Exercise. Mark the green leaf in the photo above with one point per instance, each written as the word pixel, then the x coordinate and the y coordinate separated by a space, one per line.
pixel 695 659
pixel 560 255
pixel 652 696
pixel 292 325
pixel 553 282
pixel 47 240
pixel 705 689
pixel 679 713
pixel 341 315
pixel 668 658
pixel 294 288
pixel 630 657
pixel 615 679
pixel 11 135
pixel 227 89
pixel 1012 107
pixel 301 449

—————

- _Directions_:
Can you quote all of the entries above verbatim, keeping every line as it is?

- _Answer for the task_:
Exercise. Mark the green leaf in the photo above with one point per instance, each written as the word pixel, then the x coordinate and the y coordinate separated by a space, one per line.
pixel 695 659
pixel 560 255
pixel 652 696
pixel 292 325
pixel 553 282
pixel 47 240
pixel 705 689
pixel 679 713
pixel 341 315
pixel 668 658
pixel 294 288
pixel 630 657
pixel 615 679
pixel 11 135
pixel 227 89
pixel 1012 107
pixel 301 449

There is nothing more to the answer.